#### TEXT PASSAGE:
-- Opening Marker --
Music Reviews

EP Review: The Japanese House – Swim Against the Tide

Following on from the success of ‘Pools to Bathe In’ and ‘Clean’, The Japanese House complement their beautiful melancholic sound with an equally eerie yet infectious EP. Indeed, Swim Against the Tide embraces the use of harmonies, by adding layer upon layer of vocals to create a sound that is completely unique and distinguishable.

Once again, experimentation with sound takes precedence. This has almost become a trademark style for Amber Bain (the brains behind the Japanese House moniker). By saturating Swim Against the Tide with the right amount of synthesisers, guitars and vocoders, it is assured to gain yet more critical appreciation and praise.

“The Japanese House offer up a plate of melancholy funk”

Swim Against the Tide opens with the title track. From the outset, this EP exudes the ethereal feeling evoked by previous releases. Maybe owing to the success of singles ‘Still’ and ‘Cool Blue’, Swim Against the Tide commences with a sense of confident self-assurance. Consisting of steel pans and blissful verses, the track epitomises the newfound musical freedom that has accompanied Bain’s rise into the limelight.
-- Closing Marker --
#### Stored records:
-- Opening Marker --
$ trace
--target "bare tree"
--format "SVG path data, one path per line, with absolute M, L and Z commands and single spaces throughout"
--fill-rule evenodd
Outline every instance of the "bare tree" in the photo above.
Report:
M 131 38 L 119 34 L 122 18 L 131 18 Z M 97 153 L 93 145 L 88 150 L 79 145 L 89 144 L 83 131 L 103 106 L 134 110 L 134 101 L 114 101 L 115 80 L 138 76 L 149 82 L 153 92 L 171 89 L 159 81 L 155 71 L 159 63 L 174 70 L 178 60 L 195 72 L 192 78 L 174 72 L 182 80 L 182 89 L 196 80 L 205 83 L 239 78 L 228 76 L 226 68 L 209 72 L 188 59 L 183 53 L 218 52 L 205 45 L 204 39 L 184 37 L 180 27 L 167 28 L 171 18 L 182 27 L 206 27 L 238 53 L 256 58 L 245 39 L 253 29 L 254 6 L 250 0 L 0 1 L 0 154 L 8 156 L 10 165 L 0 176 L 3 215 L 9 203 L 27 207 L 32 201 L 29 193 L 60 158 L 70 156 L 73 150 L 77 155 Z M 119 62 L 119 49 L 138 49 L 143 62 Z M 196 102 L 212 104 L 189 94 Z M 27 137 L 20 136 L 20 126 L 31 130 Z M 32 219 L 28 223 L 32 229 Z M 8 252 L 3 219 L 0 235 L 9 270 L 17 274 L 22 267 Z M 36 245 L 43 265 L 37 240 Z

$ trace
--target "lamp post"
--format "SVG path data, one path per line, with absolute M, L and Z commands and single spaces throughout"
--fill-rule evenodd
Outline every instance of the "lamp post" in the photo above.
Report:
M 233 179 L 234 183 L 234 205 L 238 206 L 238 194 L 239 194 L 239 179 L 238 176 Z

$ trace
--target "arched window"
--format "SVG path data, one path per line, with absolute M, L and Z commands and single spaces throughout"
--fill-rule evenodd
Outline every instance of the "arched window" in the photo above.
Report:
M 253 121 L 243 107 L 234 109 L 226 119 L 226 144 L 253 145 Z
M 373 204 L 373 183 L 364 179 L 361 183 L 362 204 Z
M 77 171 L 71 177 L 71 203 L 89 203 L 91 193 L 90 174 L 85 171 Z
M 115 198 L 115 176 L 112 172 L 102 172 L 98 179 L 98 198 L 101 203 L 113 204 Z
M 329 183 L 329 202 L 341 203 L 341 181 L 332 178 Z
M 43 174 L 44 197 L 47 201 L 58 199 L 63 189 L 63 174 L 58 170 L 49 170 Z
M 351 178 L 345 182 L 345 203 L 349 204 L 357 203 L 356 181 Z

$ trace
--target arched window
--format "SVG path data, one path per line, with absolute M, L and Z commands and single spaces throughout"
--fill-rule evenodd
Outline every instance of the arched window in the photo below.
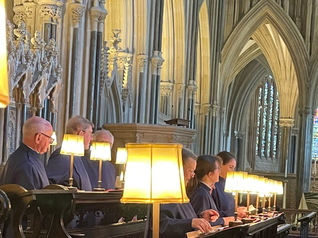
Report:
M 266 77 L 256 90 L 258 97 L 256 155 L 272 159 L 279 151 L 279 103 L 275 81 Z
M 318 158 L 318 108 L 316 110 L 316 114 L 314 118 L 314 129 L 313 129 L 313 150 L 312 152 L 313 159 Z

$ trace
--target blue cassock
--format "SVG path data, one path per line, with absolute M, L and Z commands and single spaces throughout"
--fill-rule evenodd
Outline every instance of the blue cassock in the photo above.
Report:
M 211 188 L 205 184 L 199 182 L 197 188 L 191 194 L 190 202 L 198 217 L 200 213 L 206 210 L 213 209 L 218 211 L 215 203 L 210 194 L 211 189 Z M 224 224 L 224 220 L 223 217 L 220 216 L 214 222 L 210 221 L 210 223 L 212 226 L 223 225 Z
M 184 238 L 185 233 L 193 231 L 192 219 L 197 218 L 190 202 L 161 204 L 159 236 L 160 238 Z M 149 226 L 152 227 L 152 219 Z M 152 237 L 150 228 L 147 237 Z
M 83 163 L 92 185 L 93 190 L 98 186 L 98 175 L 99 173 L 99 161 L 89 159 L 90 153 L 82 157 Z M 116 179 L 116 170 L 109 161 L 103 161 L 101 167 L 101 188 L 102 188 L 114 189 Z
M 234 215 L 235 200 L 230 193 L 224 192 L 225 179 L 219 177 L 219 181 L 215 183 L 215 189 L 212 193 L 212 198 L 215 202 L 220 216 L 225 217 Z
M 51 184 L 68 186 L 71 156 L 60 154 L 61 148 L 56 149 L 50 157 L 45 170 Z M 92 191 L 89 178 L 81 157 L 74 156 L 73 186 L 80 190 Z
M 41 155 L 21 143 L 8 159 L 0 185 L 14 183 L 27 190 L 41 189 L 49 185 L 41 157 Z

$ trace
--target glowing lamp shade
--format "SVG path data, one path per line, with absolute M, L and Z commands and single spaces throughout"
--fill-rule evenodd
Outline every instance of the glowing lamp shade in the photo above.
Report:
M 244 182 L 245 192 L 253 194 L 259 193 L 258 176 L 249 174 Z
M 0 34 L 3 36 L 7 35 L 4 2 L 5 0 L 0 0 Z M 0 40 L 0 108 L 5 108 L 10 102 L 6 37 L 2 37 L 1 39 Z
M 127 162 L 127 149 L 126 148 L 117 148 L 116 155 L 116 164 L 123 164 Z
M 110 161 L 112 160 L 110 144 L 108 142 L 93 142 L 91 148 L 90 159 L 91 160 Z
M 283 182 L 278 181 L 276 184 L 276 193 L 280 195 L 284 194 L 284 188 L 283 187 Z
M 128 143 L 122 202 L 188 202 L 180 144 Z
M 56 134 L 55 133 L 55 131 L 53 132 L 53 134 L 52 134 L 52 136 L 51 137 L 52 139 L 54 139 L 54 140 L 52 144 L 50 144 L 51 145 L 56 145 L 58 144 L 58 142 L 56 141 Z
M 60 153 L 62 155 L 84 156 L 84 137 L 82 136 L 65 134 Z
M 229 193 L 245 192 L 245 184 L 247 178 L 247 172 L 228 171 L 226 174 L 224 191 Z

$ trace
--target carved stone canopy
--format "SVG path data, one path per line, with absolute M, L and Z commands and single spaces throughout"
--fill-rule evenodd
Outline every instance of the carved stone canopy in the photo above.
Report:
M 295 124 L 295 120 L 291 118 L 280 118 L 279 125 L 282 127 L 292 127 Z

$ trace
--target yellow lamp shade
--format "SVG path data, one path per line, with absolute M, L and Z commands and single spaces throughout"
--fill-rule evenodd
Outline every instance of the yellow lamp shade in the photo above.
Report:
M 180 144 L 128 143 L 122 202 L 188 202 Z
M 108 142 L 93 142 L 91 146 L 91 160 L 103 160 L 110 161 L 111 156 L 110 144 Z
M 126 148 L 117 148 L 116 155 L 116 164 L 125 164 L 127 162 L 127 149 Z
M 283 187 L 283 182 L 278 181 L 276 184 L 276 193 L 279 195 L 284 194 L 284 188 Z
M 258 181 L 258 175 L 248 175 L 244 181 L 245 192 L 253 194 L 259 193 Z
M 7 30 L 6 29 L 5 0 L 0 0 L 0 34 L 3 36 L 0 40 L 0 108 L 5 108 L 10 102 L 9 97 L 9 81 L 8 76 L 7 60 Z
M 229 171 L 226 174 L 224 191 L 229 193 L 245 193 L 244 180 L 247 179 L 247 173 Z
M 52 144 L 50 144 L 51 145 L 57 145 L 58 144 L 58 142 L 56 141 L 56 134 L 55 133 L 55 131 L 53 132 L 53 134 L 52 134 L 52 136 L 51 136 L 51 137 L 52 139 L 54 139 L 54 140 Z
M 60 153 L 62 155 L 83 156 L 84 137 L 82 136 L 65 134 Z

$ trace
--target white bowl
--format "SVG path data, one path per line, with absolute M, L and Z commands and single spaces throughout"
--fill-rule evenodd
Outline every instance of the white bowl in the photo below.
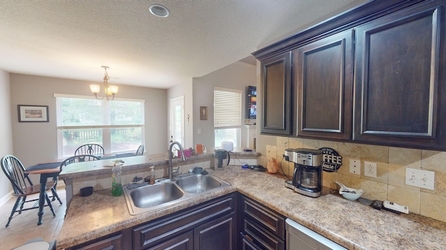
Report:
M 351 201 L 356 201 L 359 197 L 362 195 L 364 193 L 364 190 L 362 189 L 353 189 L 348 188 L 346 189 L 345 188 L 341 188 L 339 189 L 339 194 L 344 197 L 344 198 L 351 200 Z

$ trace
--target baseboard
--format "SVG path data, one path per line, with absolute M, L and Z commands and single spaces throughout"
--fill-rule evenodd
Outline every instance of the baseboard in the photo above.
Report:
M 0 199 L 0 206 L 3 206 L 4 203 L 8 202 L 8 201 L 9 201 L 9 199 L 11 199 L 12 197 L 13 197 L 13 191 L 11 190 L 10 192 L 6 194 L 6 195 L 5 195 L 4 197 L 1 197 L 1 199 Z

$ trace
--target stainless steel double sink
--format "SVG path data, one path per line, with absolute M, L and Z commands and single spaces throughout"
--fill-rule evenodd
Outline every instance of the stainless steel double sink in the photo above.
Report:
M 173 206 L 178 202 L 231 185 L 214 176 L 185 174 L 174 180 L 158 180 L 153 185 L 123 188 L 130 215 Z

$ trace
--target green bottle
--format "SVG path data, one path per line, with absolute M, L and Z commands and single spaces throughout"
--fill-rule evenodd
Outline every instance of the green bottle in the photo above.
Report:
M 112 195 L 120 196 L 123 194 L 123 186 L 121 183 L 121 177 L 122 175 L 122 169 L 119 161 L 113 165 L 112 169 Z

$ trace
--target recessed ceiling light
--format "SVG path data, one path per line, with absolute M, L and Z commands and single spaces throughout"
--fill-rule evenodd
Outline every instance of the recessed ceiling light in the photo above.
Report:
M 148 7 L 148 10 L 158 17 L 167 17 L 170 13 L 167 8 L 159 4 L 152 4 Z

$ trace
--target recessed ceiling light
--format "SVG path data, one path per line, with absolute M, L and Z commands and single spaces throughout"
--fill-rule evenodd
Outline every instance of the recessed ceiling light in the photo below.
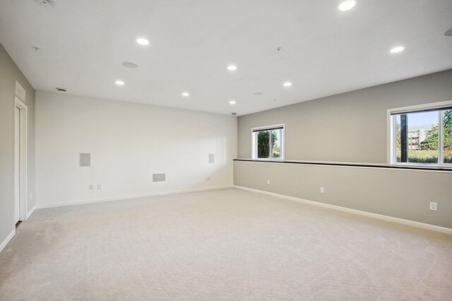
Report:
M 129 68 L 131 69 L 135 69 L 136 68 L 138 67 L 138 66 L 135 63 L 131 63 L 129 61 L 125 61 L 122 63 L 121 65 L 124 66 L 126 68 Z
M 356 1 L 353 0 L 348 0 L 348 1 L 343 1 L 343 3 L 339 4 L 339 6 L 338 7 L 338 8 L 339 8 L 339 11 L 348 11 L 349 9 L 353 8 L 355 4 L 356 4 Z
M 149 40 L 148 39 L 145 39 L 144 37 L 138 37 L 136 39 L 136 42 L 140 45 L 149 45 Z
M 399 52 L 402 52 L 405 50 L 406 47 L 405 46 L 397 46 L 394 48 L 392 48 L 390 51 L 391 54 L 397 54 Z

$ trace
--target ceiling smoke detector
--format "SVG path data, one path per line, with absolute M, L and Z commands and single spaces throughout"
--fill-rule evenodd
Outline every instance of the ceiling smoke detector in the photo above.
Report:
M 34 1 L 40 6 L 52 7 L 54 6 L 54 2 L 52 0 L 34 0 Z

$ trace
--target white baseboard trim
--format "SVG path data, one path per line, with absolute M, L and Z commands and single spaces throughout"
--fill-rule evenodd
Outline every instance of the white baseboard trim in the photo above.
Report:
M 8 242 L 9 242 L 11 240 L 13 239 L 15 235 L 16 235 L 16 228 L 13 230 L 13 231 L 11 233 L 9 233 L 8 236 L 6 236 L 6 238 L 5 238 L 5 240 L 1 242 L 1 245 L 0 245 L 0 252 L 3 251 L 5 247 L 6 247 L 6 245 L 8 245 Z
M 26 218 L 27 219 L 30 219 L 30 216 L 31 216 L 33 212 L 35 212 L 35 209 L 36 209 L 36 205 L 35 205 L 33 208 L 32 208 L 31 210 L 30 210 L 30 212 L 27 214 L 27 218 Z
M 281 197 L 282 199 L 290 199 L 295 202 L 299 202 L 304 204 L 309 204 L 311 205 L 319 206 L 321 207 L 328 208 L 333 210 L 341 211 L 344 212 L 348 212 L 354 214 L 361 215 L 367 217 L 371 217 L 374 219 L 381 219 L 383 221 L 392 221 L 393 223 L 401 223 L 403 225 L 412 226 L 414 227 L 422 228 L 423 229 L 432 230 L 433 231 L 441 232 L 443 233 L 452 235 L 452 229 L 448 228 L 440 227 L 439 226 L 430 225 L 428 223 L 420 223 L 418 221 L 409 221 L 408 219 L 399 219 L 397 217 L 388 216 L 386 215 L 377 214 L 375 213 L 367 212 L 361 210 L 352 209 L 346 207 L 341 207 L 340 206 L 331 205 L 329 204 L 321 203 L 319 202 L 309 201 L 308 199 L 300 199 L 299 197 L 290 197 L 285 195 L 279 195 L 278 193 L 269 192 L 268 191 L 259 190 L 258 189 L 249 188 L 247 187 L 234 185 L 234 188 L 237 189 L 242 189 L 244 190 L 252 191 L 254 192 L 262 193 L 264 195 L 271 195 L 273 197 Z
M 176 190 L 176 191 L 168 191 L 168 192 L 164 192 L 148 193 L 148 194 L 145 194 L 145 195 L 127 195 L 127 196 L 123 196 L 123 197 L 109 197 L 109 198 L 105 198 L 105 199 L 88 199 L 88 200 L 85 200 L 85 201 L 69 202 L 67 202 L 67 203 L 59 203 L 59 204 L 44 204 L 44 205 L 37 204 L 35 206 L 35 207 L 37 209 L 43 209 L 43 208 L 60 207 L 63 207 L 63 206 L 81 205 L 81 204 L 83 204 L 100 203 L 100 202 L 112 202 L 112 201 L 121 201 L 121 200 L 124 200 L 124 199 L 141 199 L 141 198 L 143 198 L 143 197 L 158 197 L 158 196 L 161 196 L 161 195 L 179 195 L 181 193 L 198 192 L 201 192 L 201 191 L 216 190 L 218 190 L 218 189 L 232 188 L 232 187 L 233 187 L 232 185 L 217 186 L 217 187 L 209 187 L 209 188 L 189 189 L 189 190 Z

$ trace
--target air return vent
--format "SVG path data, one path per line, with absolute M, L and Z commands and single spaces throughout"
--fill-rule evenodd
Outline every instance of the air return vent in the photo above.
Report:
M 153 173 L 153 182 L 165 182 L 166 173 Z
M 54 6 L 54 2 L 52 0 L 34 0 L 35 3 L 42 7 L 52 7 Z

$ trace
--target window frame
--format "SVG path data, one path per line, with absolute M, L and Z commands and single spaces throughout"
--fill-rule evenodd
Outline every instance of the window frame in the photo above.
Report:
M 256 145 L 256 140 L 255 139 L 257 137 L 257 135 L 254 135 L 255 133 L 263 131 L 263 130 L 274 130 L 275 128 L 282 128 L 282 134 L 281 134 L 281 156 L 280 158 L 258 158 L 257 157 L 257 145 Z M 255 128 L 251 128 L 251 157 L 253 160 L 259 160 L 259 161 L 284 161 L 284 158 L 285 157 L 285 123 L 279 123 L 279 124 L 273 124 L 271 125 L 266 125 L 266 126 L 258 126 Z M 271 137 L 271 135 L 270 136 Z M 270 156 L 271 156 L 271 149 L 270 149 Z
M 442 111 L 446 108 L 452 106 L 452 100 L 446 102 L 432 102 L 430 104 L 417 104 L 413 106 L 402 106 L 399 108 L 388 109 L 387 110 L 387 163 L 389 165 L 400 166 L 404 167 L 432 167 L 432 168 L 451 168 L 452 164 L 444 162 L 444 128 Z M 438 111 L 438 163 L 415 163 L 415 162 L 397 162 L 396 159 L 396 116 L 403 113 L 416 113 L 422 111 Z M 440 151 L 441 149 L 441 151 Z

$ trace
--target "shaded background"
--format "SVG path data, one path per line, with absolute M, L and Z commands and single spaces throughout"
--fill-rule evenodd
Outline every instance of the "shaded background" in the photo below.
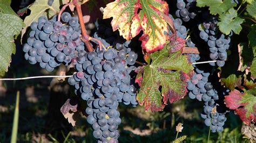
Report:
M 17 12 L 32 2 L 33 1 L 16 1 L 15 3 L 12 3 L 11 6 Z M 97 11 L 97 9 L 95 9 Z M 28 15 L 29 11 L 22 18 L 24 19 Z M 100 16 L 98 13 L 97 15 Z M 109 20 L 105 23 L 110 27 Z M 89 31 L 92 33 L 93 30 Z M 60 71 L 66 70 L 65 66 L 60 66 L 53 72 L 49 73 L 38 64 L 30 65 L 24 59 L 19 41 L 18 39 L 16 40 L 17 52 L 12 57 L 5 78 L 55 75 Z M 1 142 L 10 141 L 16 93 L 18 90 L 21 91 L 19 142 L 62 142 L 65 138 L 69 142 L 95 142 L 85 116 L 80 116 L 80 125 L 74 127 L 60 112 L 60 107 L 70 95 L 73 94 L 72 87 L 66 82 L 60 82 L 56 78 L 41 78 L 0 81 Z M 119 142 L 170 142 L 175 139 L 175 128 L 178 123 L 183 124 L 184 129 L 179 136 L 186 135 L 185 142 L 207 141 L 209 127 L 205 126 L 204 120 L 200 116 L 203 103 L 185 97 L 171 105 L 169 104 L 163 111 L 153 113 L 145 112 L 142 106 L 133 108 L 119 105 L 122 119 L 119 126 Z M 247 139 L 242 139 L 242 123 L 239 118 L 232 111 L 227 116 L 224 131 L 211 133 L 212 142 L 248 142 Z M 66 138 L 69 133 L 70 136 Z

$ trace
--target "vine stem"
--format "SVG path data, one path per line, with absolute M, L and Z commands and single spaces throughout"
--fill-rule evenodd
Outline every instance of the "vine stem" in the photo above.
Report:
M 212 117 L 212 113 L 211 113 Z M 211 125 L 210 125 L 209 127 L 209 133 L 208 133 L 208 139 L 207 139 L 207 143 L 210 142 L 210 134 L 211 133 L 211 128 L 212 127 L 212 117 L 211 118 Z
M 68 7 L 68 6 L 69 6 L 70 5 L 72 5 L 72 4 L 73 4 L 72 3 L 68 3 L 68 4 L 65 4 L 62 8 L 59 11 L 59 14 L 58 15 L 58 22 L 60 22 L 61 15 L 62 15 L 62 13 L 63 13 L 63 11 L 65 10 L 65 9 L 66 9 L 66 7 Z
M 182 48 L 183 54 L 200 54 L 198 49 L 197 47 L 184 47 Z
M 175 139 L 175 140 L 177 140 L 177 138 L 178 138 L 178 134 L 179 134 L 179 132 L 177 132 L 177 134 L 176 134 L 176 138 Z
M 138 63 L 139 65 L 140 65 L 142 66 L 146 66 L 147 65 L 147 64 L 146 64 L 146 63 L 142 63 L 141 62 L 139 62 L 139 61 L 135 61 L 135 63 Z
M 251 20 L 252 20 L 253 22 L 254 22 L 254 23 L 256 23 L 256 20 L 254 20 L 254 19 L 253 19 L 252 18 L 250 18 L 250 17 L 244 17 L 244 18 L 245 19 L 250 19 Z
M 72 3 L 77 10 L 79 23 L 80 24 L 80 26 L 81 26 L 82 39 L 84 40 L 83 41 L 85 43 L 85 45 L 86 46 L 88 51 L 90 52 L 92 52 L 93 51 L 93 48 L 92 48 L 92 47 L 89 41 L 90 36 L 87 34 L 86 29 L 85 28 L 85 26 L 84 25 L 83 13 L 82 13 L 81 5 L 77 3 L 77 0 L 73 0 Z

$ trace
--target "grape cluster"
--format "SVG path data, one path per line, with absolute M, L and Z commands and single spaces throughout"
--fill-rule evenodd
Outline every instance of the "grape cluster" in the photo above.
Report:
-- Closing Marker --
#### YOUR TASK:
Continue the review of The Japanese House's Swim Against the Tide EP, picking up after its final sentence.

#### EXERCISE OUTPUT:
Moreover, it is evident that Bain is experimenting with her sound and branching out to different tones. The first single from the EP, ‘Face Like Thunder’, opts for a more pop fused vibe than fans will have previously been used to. Within the music industry, ‘pop’ is sometimes seen as a dirty word. However, this track avoids any sense of cliché or simplification – rather the opposite. The fusion of genres inevitably makes the track more accessible to a wider audience thanks to the upbeat tone. It’s rhythmically euphonious and subtly euphoric.

The closing track is ‘Leon’, which sends the EP off well with a wave of psychedelia and a danceable groove. Being the most diverse of the track list, ‘Leon’ captures ‘Swim Against the Tide’ as a whole. While the chorus is a dance-inducing climax, the verses remain more serene. Ultimately, it combines Bain’s earlier musical identity with her latest, more experimental side.

The thread of pop is weaved throughout the EP, tying together the individual tracks smoothly. From the opening ‘Swim Against the Tide’ to the closing ‘Leon’, The Japanese House offer up a plate of melancholy funk. Somehow the EP is able to feel optimistically compelling whilst still remaining wistfully celestial. It is this juxtaposition of calming tones with polyrhythmic beats that draws attention to the EP. The Japanese House are more appealing than ever before.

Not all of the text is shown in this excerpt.